*Material for this exercise*.

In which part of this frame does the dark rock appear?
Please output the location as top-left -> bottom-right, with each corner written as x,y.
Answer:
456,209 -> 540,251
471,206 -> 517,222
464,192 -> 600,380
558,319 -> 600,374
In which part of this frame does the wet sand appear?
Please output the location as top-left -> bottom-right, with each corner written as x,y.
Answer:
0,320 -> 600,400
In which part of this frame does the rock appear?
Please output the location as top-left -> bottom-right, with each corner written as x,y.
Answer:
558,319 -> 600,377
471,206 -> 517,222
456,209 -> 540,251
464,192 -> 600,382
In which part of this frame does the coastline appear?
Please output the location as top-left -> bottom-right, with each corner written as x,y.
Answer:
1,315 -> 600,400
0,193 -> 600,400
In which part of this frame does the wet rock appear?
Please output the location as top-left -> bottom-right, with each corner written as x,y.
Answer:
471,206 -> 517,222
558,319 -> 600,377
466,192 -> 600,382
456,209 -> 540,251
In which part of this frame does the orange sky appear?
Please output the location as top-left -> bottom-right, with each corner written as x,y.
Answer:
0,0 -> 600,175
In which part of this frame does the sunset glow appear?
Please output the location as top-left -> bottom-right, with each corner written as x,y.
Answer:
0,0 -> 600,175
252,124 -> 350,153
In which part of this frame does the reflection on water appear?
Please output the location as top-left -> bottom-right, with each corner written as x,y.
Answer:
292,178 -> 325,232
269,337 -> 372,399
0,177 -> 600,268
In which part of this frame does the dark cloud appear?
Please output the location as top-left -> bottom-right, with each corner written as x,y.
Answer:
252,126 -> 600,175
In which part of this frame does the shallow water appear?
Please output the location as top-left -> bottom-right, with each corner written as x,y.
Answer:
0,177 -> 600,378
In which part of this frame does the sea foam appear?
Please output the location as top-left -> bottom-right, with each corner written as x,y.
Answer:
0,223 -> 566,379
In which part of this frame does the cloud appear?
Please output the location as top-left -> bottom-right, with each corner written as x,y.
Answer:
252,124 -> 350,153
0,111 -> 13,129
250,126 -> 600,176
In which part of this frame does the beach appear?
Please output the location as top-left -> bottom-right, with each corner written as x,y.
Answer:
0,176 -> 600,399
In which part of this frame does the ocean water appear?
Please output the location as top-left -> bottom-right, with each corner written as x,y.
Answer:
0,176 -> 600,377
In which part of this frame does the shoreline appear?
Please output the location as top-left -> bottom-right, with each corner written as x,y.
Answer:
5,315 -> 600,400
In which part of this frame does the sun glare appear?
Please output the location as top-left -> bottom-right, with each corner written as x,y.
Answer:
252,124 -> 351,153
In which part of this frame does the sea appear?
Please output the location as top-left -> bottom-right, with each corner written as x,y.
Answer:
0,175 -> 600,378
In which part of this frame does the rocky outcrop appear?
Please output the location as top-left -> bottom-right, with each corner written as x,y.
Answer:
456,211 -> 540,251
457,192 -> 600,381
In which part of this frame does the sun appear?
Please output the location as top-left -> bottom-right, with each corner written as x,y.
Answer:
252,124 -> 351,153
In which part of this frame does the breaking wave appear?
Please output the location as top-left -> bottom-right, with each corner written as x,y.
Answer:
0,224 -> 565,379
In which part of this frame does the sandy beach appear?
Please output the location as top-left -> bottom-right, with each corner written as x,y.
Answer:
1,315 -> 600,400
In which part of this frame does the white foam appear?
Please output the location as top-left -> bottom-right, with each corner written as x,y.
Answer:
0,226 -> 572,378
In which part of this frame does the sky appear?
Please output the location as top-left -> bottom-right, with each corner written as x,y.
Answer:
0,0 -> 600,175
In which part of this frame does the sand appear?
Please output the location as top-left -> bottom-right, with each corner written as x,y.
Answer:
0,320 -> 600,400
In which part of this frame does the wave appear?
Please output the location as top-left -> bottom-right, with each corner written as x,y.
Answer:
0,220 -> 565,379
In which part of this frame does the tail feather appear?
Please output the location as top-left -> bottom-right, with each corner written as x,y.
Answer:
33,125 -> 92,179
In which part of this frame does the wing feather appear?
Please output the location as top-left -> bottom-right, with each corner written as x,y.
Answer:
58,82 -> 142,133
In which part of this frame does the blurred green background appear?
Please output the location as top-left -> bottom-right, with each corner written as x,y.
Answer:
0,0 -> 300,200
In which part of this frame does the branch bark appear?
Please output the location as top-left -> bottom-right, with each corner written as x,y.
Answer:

*Objective*.
Every record above must be duplicated exactly.

*Finished answer*.
In which part of this frame does the dark rock appear?
Please output the location as top-left -> bottom-right, with each corner written as x,y.
Answer:
456,209 -> 540,251
471,206 -> 517,222
464,192 -> 600,380
558,319 -> 600,374
In which part of this frame does the wet sand appear?
Please output the location as top-left -> bottom-right, with each corner written as x,y.
Answer:
0,320 -> 600,400
In which part of this frame does the rock appear?
Please output the location as top-left -> bottom-right, with each corner written as x,y.
Answer:
558,319 -> 600,377
471,206 -> 517,222
456,209 -> 540,251
464,192 -> 600,382
In which part of this frame does the coastline appear?
Please output the location as top-left -> bottom-right, with each corner written as x,y.
Answer:
1,315 -> 600,400
0,193 -> 600,400
In which part of this frame does the wet rock appear?
Please output the location as top-left -> bottom-right, with each corner written as x,y.
Answer:
471,206 -> 517,222
558,319 -> 600,377
466,192 -> 600,382
456,209 -> 540,251
In which part of this frame does the orange sky appear?
Please output the location as top-left -> bottom-right, with each corner written as x,y.
Answer:
0,0 -> 600,175
In which part of this frame does the sunset glow appear?
Please output the location as top-left -> bottom-right, with each corner written as x,y.
Answer:
0,0 -> 600,175
252,124 -> 350,153
In which part of this frame does the reflection on water appear?
Please output the location as top-left -> bottom-right, with each corner written as x,y.
Answer:
292,178 -> 325,232
269,337 -> 372,399
0,177 -> 600,268
In which part of this frame does the dark cloud appear?
Please output the location as top-left -> bottom-right, with each corner written as x,y.
Answer:
252,126 -> 600,175
In which part of this frame does the shallow water appear?
Please output the location as top-left -> bottom-right, with each corner written as x,y.
Answer:
0,177 -> 600,378
In which part of this frame does the sea foam appear?
Please output the location as top-left -> bottom-right, with each corner written as x,y.
Answer:
0,223 -> 566,379
In which part of this frame does the cloud appear?
Please output the location as top-left -> bottom-right, with each corner written as x,y.
Answer:
252,124 -> 350,153
0,111 -> 13,129
250,126 -> 600,176
In which part of this frame does the beach appear?
Please output the location as top-left -> bottom-right, with each corner written as x,y.
Answer:
0,176 -> 600,399
In which part of this frame does the ocean water appear?
Please output the location as top-left -> bottom-right, with each corner written as x,y.
Answer:
0,176 -> 600,377
In which part of this frame does the shoreline appear?
Please output the location as top-left -> bottom-right, with each corner written as x,y.
Answer:
5,315 -> 600,400
In which part of this frame does the sun glare appear?
Please output the location as top-left -> bottom-right, with each corner written as x,y.
Answer:
252,124 -> 351,153
In which part of this frame does the sea appear?
Please output the location as top-left -> bottom-right, with each corner written as x,y.
Answer:
0,175 -> 600,378
In which part of this frame does the rocky outcrop appear?
Please output the location as top-left -> bottom-right, with each corner written as x,y.
Answer:
456,211 -> 540,251
457,192 -> 600,381
In which part of this frame does the sun appear?
Please output the location as top-left -> bottom-right, with each corner written as x,y.
Answer:
252,124 -> 351,153
In which part of this frame does the breaking wave appear?
Please output the location as top-left -> bottom-right, with each corner written as x,y.
Answer:
0,224 -> 565,379
In which part of this frame does the sandy beach appear?
Please output the location as top-left -> bottom-right, with each corner written as x,y.
Answer:
1,315 -> 600,400
In which part of this frame does the white foam appear?
Please output the location as top-left -> bottom-right, with each corner written as x,y.
Answer:
0,226 -> 572,378
In which part of this frame does the sky appear?
Please output the location as top-left -> bottom-right, with each corner written as x,y.
Answer:
0,0 -> 600,175
In which part of this frame does the sand appear?
Please output the location as top-left -> bottom-right, with each corner written as x,y.
Answer:
0,320 -> 600,400
In which part of this frame does the wave appear?
Please output the location as top-left -> bottom-right, with each corner written as x,y.
Answer:
0,220 -> 565,379
In which part of this frame does the tail feather appear?
Please output the location as top-left -> bottom-right, with each corner written as x,y.
Answer:
33,125 -> 92,179
In which part of this frame does the wing feather appear?
Please output the location as top-left -> bottom-right, with each corner written as x,y.
Answer:
58,82 -> 142,133
In which part of this frame does the blurred green background appear?
Please output the location as top-left -> bottom-right, with each corner written as x,y.
Answer:
0,0 -> 300,200
In which part of this frame does the branch bark appear?
Please output the location as top-left -> bottom-right, with each corner written as x,y.
Answer:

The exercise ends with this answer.